● **Problem details**
Rewrite as a numbered list everything from the line containing "task: outline the light pole" down to the last of the lines that follow, omitting any blank lines.

---- Source data

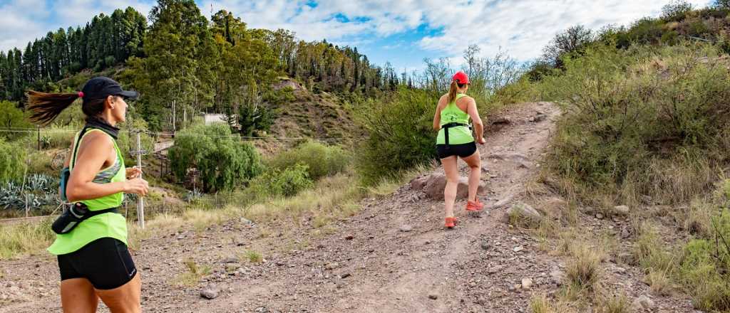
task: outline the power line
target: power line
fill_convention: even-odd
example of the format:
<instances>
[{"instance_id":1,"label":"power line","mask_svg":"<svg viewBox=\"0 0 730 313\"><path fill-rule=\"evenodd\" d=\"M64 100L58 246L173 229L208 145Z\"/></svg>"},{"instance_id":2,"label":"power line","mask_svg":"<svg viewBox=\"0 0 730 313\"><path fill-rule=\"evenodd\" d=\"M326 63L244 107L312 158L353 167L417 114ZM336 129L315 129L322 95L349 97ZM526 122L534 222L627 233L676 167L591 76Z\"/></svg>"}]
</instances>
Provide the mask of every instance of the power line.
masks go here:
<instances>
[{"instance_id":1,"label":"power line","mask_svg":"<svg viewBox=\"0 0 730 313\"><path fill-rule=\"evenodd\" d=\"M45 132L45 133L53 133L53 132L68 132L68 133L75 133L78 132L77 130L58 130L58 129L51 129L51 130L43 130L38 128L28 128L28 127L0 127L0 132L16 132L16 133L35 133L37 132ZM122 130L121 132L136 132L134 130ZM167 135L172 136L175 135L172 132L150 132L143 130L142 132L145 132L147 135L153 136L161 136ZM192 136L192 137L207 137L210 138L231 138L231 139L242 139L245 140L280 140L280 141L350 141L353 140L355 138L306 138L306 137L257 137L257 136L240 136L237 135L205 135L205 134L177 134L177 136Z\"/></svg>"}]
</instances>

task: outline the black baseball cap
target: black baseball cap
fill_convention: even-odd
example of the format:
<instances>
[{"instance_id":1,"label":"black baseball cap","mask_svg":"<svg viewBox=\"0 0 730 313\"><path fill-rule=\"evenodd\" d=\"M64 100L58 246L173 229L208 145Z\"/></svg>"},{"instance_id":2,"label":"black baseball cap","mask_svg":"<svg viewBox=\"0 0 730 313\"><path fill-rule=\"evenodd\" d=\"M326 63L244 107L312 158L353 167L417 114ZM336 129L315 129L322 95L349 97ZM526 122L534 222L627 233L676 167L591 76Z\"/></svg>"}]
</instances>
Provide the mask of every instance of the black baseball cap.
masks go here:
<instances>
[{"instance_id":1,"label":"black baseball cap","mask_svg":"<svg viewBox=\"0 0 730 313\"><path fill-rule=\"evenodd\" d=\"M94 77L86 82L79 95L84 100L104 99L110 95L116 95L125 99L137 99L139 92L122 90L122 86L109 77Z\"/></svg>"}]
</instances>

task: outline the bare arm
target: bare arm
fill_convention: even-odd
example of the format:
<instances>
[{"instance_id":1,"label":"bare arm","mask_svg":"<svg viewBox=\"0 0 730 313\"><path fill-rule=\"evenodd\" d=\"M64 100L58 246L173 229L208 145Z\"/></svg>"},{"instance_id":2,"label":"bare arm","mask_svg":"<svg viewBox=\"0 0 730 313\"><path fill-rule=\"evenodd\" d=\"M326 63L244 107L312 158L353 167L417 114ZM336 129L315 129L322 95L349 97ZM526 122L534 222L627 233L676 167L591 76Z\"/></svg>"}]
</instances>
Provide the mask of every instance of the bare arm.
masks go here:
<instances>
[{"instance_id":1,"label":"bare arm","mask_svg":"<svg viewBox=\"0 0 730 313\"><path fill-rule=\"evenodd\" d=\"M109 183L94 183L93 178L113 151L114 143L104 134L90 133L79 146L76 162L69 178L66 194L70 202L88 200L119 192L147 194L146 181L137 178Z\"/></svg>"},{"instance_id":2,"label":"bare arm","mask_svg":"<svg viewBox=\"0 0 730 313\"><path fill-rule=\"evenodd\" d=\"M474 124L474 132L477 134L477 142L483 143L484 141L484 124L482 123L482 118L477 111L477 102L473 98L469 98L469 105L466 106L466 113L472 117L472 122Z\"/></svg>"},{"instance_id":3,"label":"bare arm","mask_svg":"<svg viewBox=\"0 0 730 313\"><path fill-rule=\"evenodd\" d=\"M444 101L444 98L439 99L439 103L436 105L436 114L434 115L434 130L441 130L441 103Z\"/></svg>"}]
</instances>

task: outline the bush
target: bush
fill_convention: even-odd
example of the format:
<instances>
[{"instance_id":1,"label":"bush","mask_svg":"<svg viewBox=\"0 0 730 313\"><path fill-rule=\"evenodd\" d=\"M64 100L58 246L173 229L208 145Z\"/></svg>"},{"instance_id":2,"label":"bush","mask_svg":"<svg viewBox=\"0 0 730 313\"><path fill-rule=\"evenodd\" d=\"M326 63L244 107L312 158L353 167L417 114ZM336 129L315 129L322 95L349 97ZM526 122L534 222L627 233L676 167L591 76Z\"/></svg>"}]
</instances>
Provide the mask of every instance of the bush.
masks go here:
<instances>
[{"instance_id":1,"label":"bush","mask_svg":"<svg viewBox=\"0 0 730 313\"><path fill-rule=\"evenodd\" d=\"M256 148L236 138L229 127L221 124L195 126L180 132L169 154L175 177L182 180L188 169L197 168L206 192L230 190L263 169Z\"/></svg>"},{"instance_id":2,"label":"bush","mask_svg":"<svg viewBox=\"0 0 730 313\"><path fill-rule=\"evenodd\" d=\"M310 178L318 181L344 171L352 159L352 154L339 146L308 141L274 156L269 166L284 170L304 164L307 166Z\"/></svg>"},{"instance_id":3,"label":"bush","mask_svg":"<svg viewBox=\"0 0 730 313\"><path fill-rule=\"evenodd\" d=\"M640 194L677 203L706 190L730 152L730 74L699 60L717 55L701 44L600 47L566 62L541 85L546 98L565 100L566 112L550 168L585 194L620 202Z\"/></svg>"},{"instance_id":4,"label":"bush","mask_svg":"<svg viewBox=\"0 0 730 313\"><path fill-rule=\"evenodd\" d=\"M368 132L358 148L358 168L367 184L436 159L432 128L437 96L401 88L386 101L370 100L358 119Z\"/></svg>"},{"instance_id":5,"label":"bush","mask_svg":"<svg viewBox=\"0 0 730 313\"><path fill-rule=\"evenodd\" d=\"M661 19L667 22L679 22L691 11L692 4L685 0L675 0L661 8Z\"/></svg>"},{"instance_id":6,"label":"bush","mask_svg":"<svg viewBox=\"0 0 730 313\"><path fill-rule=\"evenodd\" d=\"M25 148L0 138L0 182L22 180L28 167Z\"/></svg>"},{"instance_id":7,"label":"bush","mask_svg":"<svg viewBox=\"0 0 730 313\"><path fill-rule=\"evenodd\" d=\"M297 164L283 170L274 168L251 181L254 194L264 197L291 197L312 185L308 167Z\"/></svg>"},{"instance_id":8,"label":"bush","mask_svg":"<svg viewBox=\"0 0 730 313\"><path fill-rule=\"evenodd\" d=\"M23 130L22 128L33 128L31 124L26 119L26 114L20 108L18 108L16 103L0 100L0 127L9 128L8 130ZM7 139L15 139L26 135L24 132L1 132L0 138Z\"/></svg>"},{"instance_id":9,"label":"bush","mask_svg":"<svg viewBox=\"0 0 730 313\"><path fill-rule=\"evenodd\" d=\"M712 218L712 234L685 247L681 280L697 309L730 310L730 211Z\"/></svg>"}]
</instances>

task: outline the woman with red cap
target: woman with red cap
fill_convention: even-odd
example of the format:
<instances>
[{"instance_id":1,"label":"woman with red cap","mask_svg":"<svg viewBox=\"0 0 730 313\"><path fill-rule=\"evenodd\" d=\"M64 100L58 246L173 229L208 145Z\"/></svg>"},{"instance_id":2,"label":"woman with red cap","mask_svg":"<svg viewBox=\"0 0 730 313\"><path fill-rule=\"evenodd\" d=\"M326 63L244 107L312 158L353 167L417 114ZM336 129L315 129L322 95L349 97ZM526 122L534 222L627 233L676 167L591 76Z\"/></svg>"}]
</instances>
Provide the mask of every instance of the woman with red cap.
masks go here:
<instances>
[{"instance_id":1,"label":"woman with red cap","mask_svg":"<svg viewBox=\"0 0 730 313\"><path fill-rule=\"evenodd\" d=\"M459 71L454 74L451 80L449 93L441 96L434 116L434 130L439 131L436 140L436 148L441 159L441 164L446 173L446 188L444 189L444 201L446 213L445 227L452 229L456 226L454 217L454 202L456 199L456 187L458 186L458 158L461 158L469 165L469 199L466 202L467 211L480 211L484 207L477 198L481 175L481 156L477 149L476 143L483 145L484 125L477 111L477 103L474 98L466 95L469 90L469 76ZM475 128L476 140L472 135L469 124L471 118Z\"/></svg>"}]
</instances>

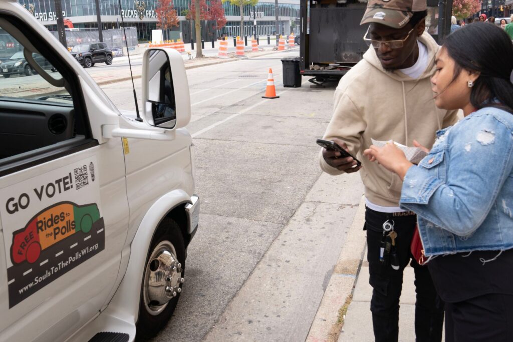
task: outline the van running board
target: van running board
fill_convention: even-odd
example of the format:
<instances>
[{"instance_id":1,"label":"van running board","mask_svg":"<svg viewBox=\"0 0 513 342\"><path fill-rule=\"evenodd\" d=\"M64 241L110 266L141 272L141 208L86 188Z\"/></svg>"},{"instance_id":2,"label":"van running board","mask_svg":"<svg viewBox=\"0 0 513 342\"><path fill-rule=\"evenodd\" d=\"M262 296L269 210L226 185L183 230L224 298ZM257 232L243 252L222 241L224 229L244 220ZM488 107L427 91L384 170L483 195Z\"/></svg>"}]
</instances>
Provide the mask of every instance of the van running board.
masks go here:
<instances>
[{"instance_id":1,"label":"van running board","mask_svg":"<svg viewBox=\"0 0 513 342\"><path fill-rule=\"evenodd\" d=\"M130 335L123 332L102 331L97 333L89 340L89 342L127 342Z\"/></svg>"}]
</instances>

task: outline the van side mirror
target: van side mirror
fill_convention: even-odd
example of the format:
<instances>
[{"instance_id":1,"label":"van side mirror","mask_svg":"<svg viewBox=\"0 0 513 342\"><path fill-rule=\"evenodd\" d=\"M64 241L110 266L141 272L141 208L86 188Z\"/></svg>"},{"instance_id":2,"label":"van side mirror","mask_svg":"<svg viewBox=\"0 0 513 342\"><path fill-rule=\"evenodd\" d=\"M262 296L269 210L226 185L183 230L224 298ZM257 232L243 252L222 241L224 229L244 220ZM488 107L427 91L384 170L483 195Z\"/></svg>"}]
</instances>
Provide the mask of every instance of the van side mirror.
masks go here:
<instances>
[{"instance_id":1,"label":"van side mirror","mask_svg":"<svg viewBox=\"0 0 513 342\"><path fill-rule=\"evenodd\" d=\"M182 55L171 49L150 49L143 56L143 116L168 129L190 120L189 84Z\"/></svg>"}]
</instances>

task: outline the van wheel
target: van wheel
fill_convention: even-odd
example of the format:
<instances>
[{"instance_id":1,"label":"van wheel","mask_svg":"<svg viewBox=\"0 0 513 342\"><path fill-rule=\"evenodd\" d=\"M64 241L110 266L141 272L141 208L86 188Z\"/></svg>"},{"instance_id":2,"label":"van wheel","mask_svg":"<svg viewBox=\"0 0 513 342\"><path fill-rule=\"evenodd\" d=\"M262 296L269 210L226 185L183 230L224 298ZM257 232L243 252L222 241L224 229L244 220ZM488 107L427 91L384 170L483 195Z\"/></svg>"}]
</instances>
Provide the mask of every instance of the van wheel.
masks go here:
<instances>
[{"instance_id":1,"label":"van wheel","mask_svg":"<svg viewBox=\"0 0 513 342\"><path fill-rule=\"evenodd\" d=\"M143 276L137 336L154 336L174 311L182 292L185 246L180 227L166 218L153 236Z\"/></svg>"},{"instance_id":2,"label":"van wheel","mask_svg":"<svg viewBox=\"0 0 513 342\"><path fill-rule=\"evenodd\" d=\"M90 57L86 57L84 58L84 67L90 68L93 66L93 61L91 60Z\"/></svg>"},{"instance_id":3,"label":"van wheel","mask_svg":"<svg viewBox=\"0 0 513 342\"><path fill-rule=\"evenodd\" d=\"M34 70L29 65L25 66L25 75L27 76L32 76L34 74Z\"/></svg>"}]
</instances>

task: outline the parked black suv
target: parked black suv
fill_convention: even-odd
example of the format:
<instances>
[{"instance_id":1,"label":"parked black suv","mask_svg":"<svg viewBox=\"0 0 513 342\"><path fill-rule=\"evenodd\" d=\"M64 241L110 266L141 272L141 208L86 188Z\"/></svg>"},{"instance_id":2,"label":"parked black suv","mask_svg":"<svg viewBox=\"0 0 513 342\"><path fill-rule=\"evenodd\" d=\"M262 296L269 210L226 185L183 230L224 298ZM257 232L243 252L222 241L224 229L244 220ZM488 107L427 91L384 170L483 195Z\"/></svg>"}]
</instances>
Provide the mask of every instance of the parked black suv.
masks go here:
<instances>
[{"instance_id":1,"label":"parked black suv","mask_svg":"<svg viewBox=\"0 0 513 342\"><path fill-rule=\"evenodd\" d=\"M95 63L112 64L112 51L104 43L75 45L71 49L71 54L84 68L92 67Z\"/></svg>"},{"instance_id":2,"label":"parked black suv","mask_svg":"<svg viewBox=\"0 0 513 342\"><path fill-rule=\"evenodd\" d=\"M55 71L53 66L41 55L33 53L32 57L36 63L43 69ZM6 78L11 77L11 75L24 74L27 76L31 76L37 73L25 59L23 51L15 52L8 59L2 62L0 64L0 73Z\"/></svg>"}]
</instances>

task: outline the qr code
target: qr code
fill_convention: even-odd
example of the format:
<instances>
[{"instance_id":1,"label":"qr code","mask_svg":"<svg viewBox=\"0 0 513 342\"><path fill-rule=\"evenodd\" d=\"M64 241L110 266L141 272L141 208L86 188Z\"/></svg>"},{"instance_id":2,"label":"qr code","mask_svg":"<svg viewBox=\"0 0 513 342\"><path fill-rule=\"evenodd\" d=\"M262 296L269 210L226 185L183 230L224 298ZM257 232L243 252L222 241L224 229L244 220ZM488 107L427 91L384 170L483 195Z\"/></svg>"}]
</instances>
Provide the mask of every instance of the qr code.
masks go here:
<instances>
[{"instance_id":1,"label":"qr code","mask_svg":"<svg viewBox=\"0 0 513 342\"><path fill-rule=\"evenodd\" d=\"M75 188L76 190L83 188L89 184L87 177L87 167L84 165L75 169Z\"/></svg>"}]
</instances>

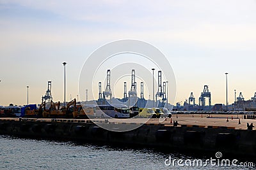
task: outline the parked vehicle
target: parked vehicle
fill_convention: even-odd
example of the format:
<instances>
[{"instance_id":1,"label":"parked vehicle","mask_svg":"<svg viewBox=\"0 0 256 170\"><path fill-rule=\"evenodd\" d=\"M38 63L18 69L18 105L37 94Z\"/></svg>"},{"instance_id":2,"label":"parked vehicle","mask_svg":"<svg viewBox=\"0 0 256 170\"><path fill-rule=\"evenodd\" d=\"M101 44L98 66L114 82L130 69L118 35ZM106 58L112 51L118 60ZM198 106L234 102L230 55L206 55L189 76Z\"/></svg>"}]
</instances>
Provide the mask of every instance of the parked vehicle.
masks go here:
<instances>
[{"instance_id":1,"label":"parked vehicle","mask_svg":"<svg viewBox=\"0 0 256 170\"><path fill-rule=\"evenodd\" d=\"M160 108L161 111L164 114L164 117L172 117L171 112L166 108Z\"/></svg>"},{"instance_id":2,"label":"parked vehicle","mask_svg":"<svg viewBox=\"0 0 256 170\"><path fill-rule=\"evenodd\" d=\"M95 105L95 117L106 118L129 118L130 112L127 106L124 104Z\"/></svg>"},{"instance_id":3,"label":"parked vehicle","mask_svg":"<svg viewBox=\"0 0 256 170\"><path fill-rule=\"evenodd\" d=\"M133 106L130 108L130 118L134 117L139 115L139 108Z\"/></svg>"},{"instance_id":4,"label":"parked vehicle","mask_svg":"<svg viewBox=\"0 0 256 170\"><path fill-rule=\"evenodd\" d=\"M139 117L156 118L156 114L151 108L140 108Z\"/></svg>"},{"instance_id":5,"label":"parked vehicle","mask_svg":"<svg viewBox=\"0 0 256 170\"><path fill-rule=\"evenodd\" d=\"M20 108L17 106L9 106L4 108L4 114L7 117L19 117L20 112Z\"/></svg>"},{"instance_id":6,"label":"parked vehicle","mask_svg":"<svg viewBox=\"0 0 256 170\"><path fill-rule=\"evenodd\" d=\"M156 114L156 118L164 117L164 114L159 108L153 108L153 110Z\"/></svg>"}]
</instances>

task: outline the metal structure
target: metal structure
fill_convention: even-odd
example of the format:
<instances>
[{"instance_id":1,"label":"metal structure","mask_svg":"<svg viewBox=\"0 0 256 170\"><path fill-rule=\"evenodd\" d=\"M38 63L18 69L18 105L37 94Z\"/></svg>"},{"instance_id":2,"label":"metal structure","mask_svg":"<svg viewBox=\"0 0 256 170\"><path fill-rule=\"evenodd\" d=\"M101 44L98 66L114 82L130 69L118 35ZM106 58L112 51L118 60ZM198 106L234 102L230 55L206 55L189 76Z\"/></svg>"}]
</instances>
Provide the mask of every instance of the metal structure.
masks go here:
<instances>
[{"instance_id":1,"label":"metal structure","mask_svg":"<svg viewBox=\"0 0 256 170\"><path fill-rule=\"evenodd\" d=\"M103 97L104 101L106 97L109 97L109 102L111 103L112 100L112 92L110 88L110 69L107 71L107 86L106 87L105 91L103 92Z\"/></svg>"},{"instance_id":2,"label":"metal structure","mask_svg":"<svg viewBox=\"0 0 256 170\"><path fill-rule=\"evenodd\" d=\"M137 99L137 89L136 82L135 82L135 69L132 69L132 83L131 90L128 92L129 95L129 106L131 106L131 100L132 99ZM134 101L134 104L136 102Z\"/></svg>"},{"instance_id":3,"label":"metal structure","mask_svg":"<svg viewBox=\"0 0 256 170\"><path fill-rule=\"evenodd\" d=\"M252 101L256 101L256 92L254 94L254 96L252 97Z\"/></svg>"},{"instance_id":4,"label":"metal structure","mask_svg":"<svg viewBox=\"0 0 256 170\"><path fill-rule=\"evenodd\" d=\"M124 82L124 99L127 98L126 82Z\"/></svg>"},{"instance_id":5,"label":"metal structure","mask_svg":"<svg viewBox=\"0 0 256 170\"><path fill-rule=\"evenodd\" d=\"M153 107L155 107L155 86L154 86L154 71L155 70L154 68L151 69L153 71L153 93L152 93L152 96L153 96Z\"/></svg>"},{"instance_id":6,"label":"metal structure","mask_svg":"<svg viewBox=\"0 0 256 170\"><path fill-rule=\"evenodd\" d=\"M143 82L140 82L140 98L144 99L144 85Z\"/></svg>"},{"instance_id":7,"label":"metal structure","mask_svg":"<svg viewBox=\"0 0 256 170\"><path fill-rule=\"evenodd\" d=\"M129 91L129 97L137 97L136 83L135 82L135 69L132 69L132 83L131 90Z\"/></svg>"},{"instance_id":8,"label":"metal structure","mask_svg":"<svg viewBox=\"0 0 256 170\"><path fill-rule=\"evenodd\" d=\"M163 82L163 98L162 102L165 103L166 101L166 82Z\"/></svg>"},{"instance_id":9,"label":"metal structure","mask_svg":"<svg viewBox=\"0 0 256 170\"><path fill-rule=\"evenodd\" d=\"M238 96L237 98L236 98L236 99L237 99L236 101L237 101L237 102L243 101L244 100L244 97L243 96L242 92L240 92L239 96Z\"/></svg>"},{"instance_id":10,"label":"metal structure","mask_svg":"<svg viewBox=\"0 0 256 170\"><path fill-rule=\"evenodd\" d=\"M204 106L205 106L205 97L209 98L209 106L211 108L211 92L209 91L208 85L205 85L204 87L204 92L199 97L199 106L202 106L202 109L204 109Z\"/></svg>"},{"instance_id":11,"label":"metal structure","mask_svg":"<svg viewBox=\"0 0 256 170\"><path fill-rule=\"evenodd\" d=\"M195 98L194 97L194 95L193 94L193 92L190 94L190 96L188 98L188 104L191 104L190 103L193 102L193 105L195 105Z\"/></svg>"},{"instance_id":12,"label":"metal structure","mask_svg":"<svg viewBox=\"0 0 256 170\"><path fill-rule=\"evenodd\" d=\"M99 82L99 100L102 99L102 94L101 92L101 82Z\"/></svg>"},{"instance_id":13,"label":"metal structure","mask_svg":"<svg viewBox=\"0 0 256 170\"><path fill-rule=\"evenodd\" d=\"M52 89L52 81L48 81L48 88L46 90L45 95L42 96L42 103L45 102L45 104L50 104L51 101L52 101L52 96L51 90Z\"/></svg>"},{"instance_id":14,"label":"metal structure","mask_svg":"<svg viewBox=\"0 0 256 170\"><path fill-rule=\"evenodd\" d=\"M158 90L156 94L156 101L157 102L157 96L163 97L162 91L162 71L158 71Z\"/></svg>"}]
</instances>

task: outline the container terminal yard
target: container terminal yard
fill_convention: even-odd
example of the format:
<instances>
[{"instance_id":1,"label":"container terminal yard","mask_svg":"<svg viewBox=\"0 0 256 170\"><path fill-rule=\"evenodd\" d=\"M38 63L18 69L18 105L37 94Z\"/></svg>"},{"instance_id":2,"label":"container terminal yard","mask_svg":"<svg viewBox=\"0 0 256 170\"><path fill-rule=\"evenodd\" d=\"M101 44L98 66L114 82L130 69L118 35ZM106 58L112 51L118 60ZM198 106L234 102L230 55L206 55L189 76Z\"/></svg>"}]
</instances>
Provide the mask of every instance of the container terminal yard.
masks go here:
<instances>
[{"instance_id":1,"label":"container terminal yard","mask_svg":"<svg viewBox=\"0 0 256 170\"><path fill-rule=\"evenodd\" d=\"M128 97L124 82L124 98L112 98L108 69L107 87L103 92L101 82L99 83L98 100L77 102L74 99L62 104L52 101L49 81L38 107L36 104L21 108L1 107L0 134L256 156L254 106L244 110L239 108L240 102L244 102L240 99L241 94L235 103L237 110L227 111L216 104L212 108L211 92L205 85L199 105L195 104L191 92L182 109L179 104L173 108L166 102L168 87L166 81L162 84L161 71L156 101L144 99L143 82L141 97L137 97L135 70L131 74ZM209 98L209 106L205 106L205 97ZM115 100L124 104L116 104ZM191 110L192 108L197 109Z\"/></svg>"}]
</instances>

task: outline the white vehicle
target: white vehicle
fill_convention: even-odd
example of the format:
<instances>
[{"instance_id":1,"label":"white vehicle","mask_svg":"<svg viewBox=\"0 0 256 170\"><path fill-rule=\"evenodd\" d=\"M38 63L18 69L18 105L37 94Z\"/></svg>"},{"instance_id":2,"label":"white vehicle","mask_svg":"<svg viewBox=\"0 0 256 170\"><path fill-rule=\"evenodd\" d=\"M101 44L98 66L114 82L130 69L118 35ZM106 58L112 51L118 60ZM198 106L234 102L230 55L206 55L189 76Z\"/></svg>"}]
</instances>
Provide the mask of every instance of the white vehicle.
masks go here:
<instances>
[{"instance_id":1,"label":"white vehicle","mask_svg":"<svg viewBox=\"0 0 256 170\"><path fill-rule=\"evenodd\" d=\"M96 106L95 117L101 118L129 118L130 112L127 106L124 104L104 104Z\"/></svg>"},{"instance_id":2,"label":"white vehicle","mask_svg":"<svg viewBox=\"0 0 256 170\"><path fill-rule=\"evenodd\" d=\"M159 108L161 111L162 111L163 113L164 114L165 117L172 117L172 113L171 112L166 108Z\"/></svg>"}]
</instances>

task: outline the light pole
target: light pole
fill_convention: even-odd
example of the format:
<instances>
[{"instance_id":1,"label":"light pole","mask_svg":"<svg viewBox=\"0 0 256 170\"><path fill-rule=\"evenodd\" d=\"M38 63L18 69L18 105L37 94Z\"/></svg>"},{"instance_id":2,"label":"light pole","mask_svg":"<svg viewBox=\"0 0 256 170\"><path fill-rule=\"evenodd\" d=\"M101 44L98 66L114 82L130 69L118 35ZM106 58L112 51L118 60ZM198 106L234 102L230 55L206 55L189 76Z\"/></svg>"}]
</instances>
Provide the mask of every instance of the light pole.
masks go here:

--------

● **Solution to the exercise**
1. task: outline the light pole
2. target: light pole
3. fill_convention: even-odd
4. example of the format:
5. <instances>
6. [{"instance_id":1,"label":"light pole","mask_svg":"<svg viewBox=\"0 0 256 170\"><path fill-rule=\"evenodd\" d=\"M38 63L18 69L18 105L37 94Z\"/></svg>"},{"instance_id":2,"label":"light pole","mask_svg":"<svg viewBox=\"0 0 256 170\"><path fill-rule=\"evenodd\" d=\"M101 44L98 66L114 82L130 69L118 35ZM106 58L112 51L118 60ZM198 106L234 102L230 55L206 55L189 76Z\"/></svg>"}]
7. </instances>
8. Provide the mask of every instance of the light pole.
9. masks go here:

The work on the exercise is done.